» WHAT THE TASK ASKS: Exact copies of all entries are expected.
/---
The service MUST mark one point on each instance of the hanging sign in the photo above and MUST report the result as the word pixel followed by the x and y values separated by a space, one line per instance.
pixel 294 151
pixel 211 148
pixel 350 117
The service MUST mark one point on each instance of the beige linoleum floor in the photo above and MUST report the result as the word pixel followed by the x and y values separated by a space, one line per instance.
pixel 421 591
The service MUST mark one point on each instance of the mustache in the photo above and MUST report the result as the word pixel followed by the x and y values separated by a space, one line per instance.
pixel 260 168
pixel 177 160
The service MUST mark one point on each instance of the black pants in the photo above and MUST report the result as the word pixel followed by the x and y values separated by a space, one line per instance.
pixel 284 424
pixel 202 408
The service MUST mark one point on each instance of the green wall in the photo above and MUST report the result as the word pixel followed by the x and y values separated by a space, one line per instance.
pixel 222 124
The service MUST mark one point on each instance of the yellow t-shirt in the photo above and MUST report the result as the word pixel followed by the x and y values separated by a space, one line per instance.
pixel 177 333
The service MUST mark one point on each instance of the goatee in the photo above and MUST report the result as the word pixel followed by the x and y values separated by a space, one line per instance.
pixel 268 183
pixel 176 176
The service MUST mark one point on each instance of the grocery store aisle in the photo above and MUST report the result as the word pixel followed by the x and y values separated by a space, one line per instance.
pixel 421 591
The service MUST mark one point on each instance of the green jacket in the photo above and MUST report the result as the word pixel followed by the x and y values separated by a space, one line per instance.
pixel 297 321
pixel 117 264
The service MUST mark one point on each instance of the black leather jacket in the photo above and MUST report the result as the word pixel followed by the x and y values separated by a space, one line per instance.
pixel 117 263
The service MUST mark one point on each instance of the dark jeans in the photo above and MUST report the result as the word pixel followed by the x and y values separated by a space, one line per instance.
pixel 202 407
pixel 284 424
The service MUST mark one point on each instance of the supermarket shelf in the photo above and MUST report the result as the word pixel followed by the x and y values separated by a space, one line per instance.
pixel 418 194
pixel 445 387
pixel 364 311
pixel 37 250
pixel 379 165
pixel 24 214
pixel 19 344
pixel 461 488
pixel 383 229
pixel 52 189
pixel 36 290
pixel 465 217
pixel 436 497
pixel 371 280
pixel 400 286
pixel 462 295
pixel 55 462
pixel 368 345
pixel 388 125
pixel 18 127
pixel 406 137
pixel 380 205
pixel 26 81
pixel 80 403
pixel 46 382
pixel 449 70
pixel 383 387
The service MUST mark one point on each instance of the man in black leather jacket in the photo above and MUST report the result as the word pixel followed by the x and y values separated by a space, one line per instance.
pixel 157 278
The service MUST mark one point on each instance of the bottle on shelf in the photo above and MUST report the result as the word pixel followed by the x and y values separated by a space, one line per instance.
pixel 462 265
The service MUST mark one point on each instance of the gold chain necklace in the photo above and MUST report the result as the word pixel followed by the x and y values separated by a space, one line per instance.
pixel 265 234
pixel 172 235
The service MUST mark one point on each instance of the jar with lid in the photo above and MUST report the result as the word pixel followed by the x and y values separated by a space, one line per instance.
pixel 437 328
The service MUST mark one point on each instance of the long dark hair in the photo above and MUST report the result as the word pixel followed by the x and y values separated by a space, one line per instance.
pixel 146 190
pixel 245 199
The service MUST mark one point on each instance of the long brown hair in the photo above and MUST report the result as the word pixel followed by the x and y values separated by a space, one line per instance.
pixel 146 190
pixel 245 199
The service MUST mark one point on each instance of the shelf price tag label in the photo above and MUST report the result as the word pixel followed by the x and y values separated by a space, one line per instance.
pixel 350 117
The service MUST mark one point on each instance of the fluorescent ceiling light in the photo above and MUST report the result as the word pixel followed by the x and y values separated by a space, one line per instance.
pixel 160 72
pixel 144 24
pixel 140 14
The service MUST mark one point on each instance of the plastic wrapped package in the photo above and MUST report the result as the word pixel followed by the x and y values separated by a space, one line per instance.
\---
» THE ANSWER:
The service MUST mark one point on each instance of the hanging sign in the photo above and MUST report the result as the word pixel followed by the x and y values separated by a space, one line per instance.
pixel 294 151
pixel 211 148
pixel 350 117
The service MUST mark one point on each instance of the beige linoleum floor in the photo above and MUST report the result as the word pixel followed by the x and y values separated by a space, one line per instance.
pixel 421 591
The service MUST mark one point on each instance of the mustache in the photo above and MUST report the result as the word pixel followed by the x and y values separated by a space, one line per instance.
pixel 260 168
pixel 177 160
The service MUST mark one point on each instance of the black pants in the photo above and MUST report the result as the word pixel followed by the x and y values separated by a space, one line per instance.
pixel 284 424
pixel 202 408
The service MUST mark one point on each instance of the green wall in the photo above and MUST report the result as the word pixel followed by the x and y values separated by a space, one line per instance.
pixel 222 124
The service MUST mark one point on each instance of the yellow t-shirt in the photo above and MUST report the result as the word pixel followed by the x and y values separated by a space, one line per instance.
pixel 177 333
The service MUST mark one point on each instance of the goatee in the photo above and MUST report the result as the word pixel followed by the x and y values separated by a space, one line per instance.
pixel 268 183
pixel 176 176
The service MUST mark one point on each instance of the grocery store aisle in the photo above and MUST report the result as the word pixel followed by the x and y values separated by a space, one line per instance.
pixel 421 591
The service MUST mark one point on each instance of the green jacket in the photo above and MUST report the result as the word pixel followed by the x and y values separated by a space, one line per instance.
pixel 297 321
pixel 117 264
The service MUST mark one point on each instance of the black leather jacket in the photo above and MUST report the result as the word pixel followed by the x and y values separated by a space, one line per instance.
pixel 117 263
The service MUST mark one point on each instance of the dark jeans in the photo above and MUST report the result as the word pixel followed by the x and y values separated by a space, one line per instance.
pixel 202 407
pixel 284 424
The service MUST mark one point on each instance of the supermarket shelf in the photo above and MUST report the result as the word pixel followed by the x and y values separated by a space, one line per instance.
pixel 418 194
pixel 445 387
pixel 364 311
pixel 37 250
pixel 379 165
pixel 24 214
pixel 19 344
pixel 461 488
pixel 383 229
pixel 52 189
pixel 36 290
pixel 465 217
pixel 436 497
pixel 371 280
pixel 400 286
pixel 462 295
pixel 55 462
pixel 368 345
pixel 388 125
pixel 18 127
pixel 406 137
pixel 380 205
pixel 26 81
pixel 80 403
pixel 46 382
pixel 449 70
pixel 383 387
The service MUST mark one point on each instance of the man in black leather jacket in the photo above and MUST report the result as the word pixel followed by the x and y values separated by a space, one line per instance.
pixel 157 278
The service MUST mark one point on each instance of the bottle on shelf in the photo above and MUST report the result as the word pixel followed by the x and y values separated by a space, one line per instance.
pixel 462 265
The service MUST mark one point on each instance of the gold chain necklace in the photo above and MUST report the result as the word pixel followed by the x and y values separated by a space, one line per instance.
pixel 265 234
pixel 172 235
The service MUST mark one point on each instance of the jar with lid in the photo above and MUST report the result as the word pixel followed by the x and y values separated by a space, one line per instance.
pixel 437 328
The service MUST mark one point on each instance of the long dark hair in the photo above and MUST report the result as the word pixel followed by the x and y values separated by a space, one line per instance.
pixel 146 190
pixel 245 199
The service MUST mark one point on each instance of the long brown hair in the photo above and MUST report the result as the word pixel followed by the x and y values separated by a space, one line per instance.
pixel 146 190
pixel 245 199
The service MUST mark one point on each instance of the shelf price tag label in the photo above and MUST report the result as the word pixel followed by the x and y values separated by a space, one line per instance.
pixel 350 117
The service MUST mark one point on each instance of the fluorescent ceiling light in the photo above and MUST report the result as the word pixel followed by the x and y values separated by a space, one line per instance.
pixel 160 72
pixel 144 24
pixel 140 14
The service MUST mark one point on each instance of the plastic wrapped package in the photo above and MUST report the result as the word pixel followed by the x and y values separated by a space, one line per instance.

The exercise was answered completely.